• PAGE TEXT:
= Beginning of Section =
"The only joy in the world is to begin...." Cesare Pavese

"The only joy in the world is to begin...." Cesare Pavese

Sunday, March 28, 2021

Richard Stark's formula: The Mourner (1963)

WHEN the guy with asthma finally came in from the fire escape, Parker rabbit-punched him and took his gun away. The asthmatic hit the carpet, but there'd been another one out there, and he landed on Parker's back like a duffel bag with arms. Parker fell turning, so that the duffel bag would be on the bottom, but it didn't quite work out that way. They landed sideways, jokingly, and the gun skittered away into the darkness....


I read the first three Richard Stark novels about master thief Parker two decades ago. Then I got diverted onto the main road of Donald E. Westlake's novels about Dortmunder. Then, as they say, way led unto way.


This morning before work I finished The Mourner (1963), the fourth novel about Parker.

The thief is perhaps slightly sentimental in this tale. For instance, after being betrayed by a partner, he hangs around a crime scene to ensure both quick medical treatment for himself, then bargaining for significant treatment for his gut-shot comrade, Handy McKay. I can't help thinking The Man with the Getaway Face would have walked away and let Handy take his own chances.

The Parker novels are all organized on the same strict outline and time table, like Von Schleiffen's war plans.

Part One starts off in the middle of complications with a tough and violent action scene. Then we go back and forth a few chapters, catching up to that opening jaw-dropper.

Part Two gives us the heist in several chapters, ending with the double cross.

Part Three in a Parker heist novel is always told from the point of view of a character out to thwart Parker. Usually the guy who thought he could get away with stabbing him in the back. (In The Mourner this is Inspector Menlo, part of the secret police of a small Carpathian Stalinist republic. Once Menlo has his hands on the stolen statue of a Medieval mourner, he puts a bullett each in Parker and McKay. Too bad he used a .22 Derringer.)

Part Four: we are back with Parker. We follow him from the moment of double-cross until the end of the book.
= End of Section =
• RECORDED INFORMATION:
= Beginning of Section =
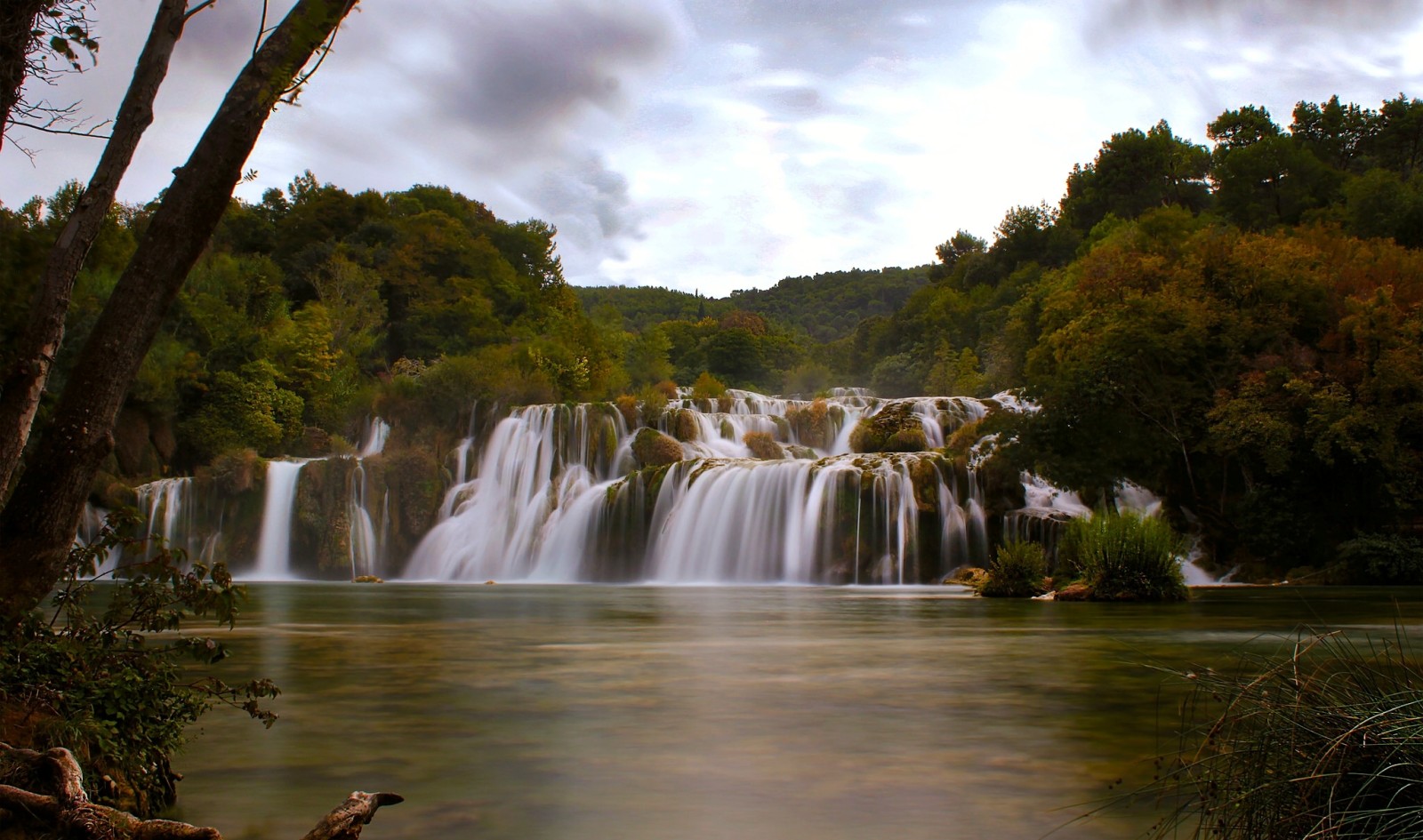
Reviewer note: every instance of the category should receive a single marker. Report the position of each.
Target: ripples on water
(708, 714)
= End of Section =
• TASK GOAL:
Write the next part of the blog post about Richard Stark's Parker novel The Mourner, beginning right after its last sentence.

• SOLVED EXERCISE:
Stark/Westlake's best scenes take us from a big picture to a small one.

Here Parker and McKay break into Menlo's house (early in the story when they are still partners):


….ON THAT block was a row of two-family houses, built before the war. The one they wanted was on the corner. What the Outfit used it for normally they didn't know, but right now Menlo was living in the downstairs flat, and the upstairs flat, according to Ambridge, was empty.

They'd stopped off on the way to get rid of the truck and pick up their own car, where Handy had left it earlier in the evening. The car was a Pontiac, two years old. It was hot, but not on the East coast, and the papers on it were a good imitation of the real thing.

Handy was driving, and a block from the address he took his foot off the accelerator. The car slowed. There were tail-lights ahead. A car was double-parked in front of the house they wanted, lights on and motor running.

"Go on past," Parker said. "Then around the block."

Parker looked the car over on the way by. It was a black Continental. The man at the wheel wore a chauffeur's cap and was reading the Star.The car carried New York plates, and they started DPL. Diplomat. Beyond the car was the house, the ground floor all lit up, the upper story dark.

It was almost three o'clock in the morning. The Continental out front with diplomat plates at three in the morning wasn't a good sign. Parker said, "Hurry around the block. Park on the cross street."

"I'm ahead of you," Handy answered. "What did that guy say Manlo was? A defector?"

"Yeah."

They left the Pontiac half a block from Bradley, on the side street that flanked the house they wanted. This way they could get to the back door without tipping the chauffeur in the Continental.

There was a white picket fence separating the back yard from the sidewalk, with a white picket gate. The gate opened with no trouble and no squeaking, and they went across the slate walk to the stoop and up on to the back porch. The kitchen door stood wide open, and the storm door was closed but not locked. The kitchen was empty, but casting bright, wide swatches of light out through the window and doorway.

Handy's touch with doors was the lightest. The storm door never made a sound. They stood on linoleum with a black-and-white diamond design, and listened. The refrigerator hummed, and on a different note the circular fluorescent light in the ceiling also hummed. The rest of the house was silent. Bright and silent.

An open door to the right led to the bedroom, but with no bed in it. The ceiling light was on two seventy-five-watt-bulbs unshielded and in the glare the bedroom was a bleak cubicle full of unmarked cardboard cartons, stacked along the walls. The Venetian blinds were down across both windows.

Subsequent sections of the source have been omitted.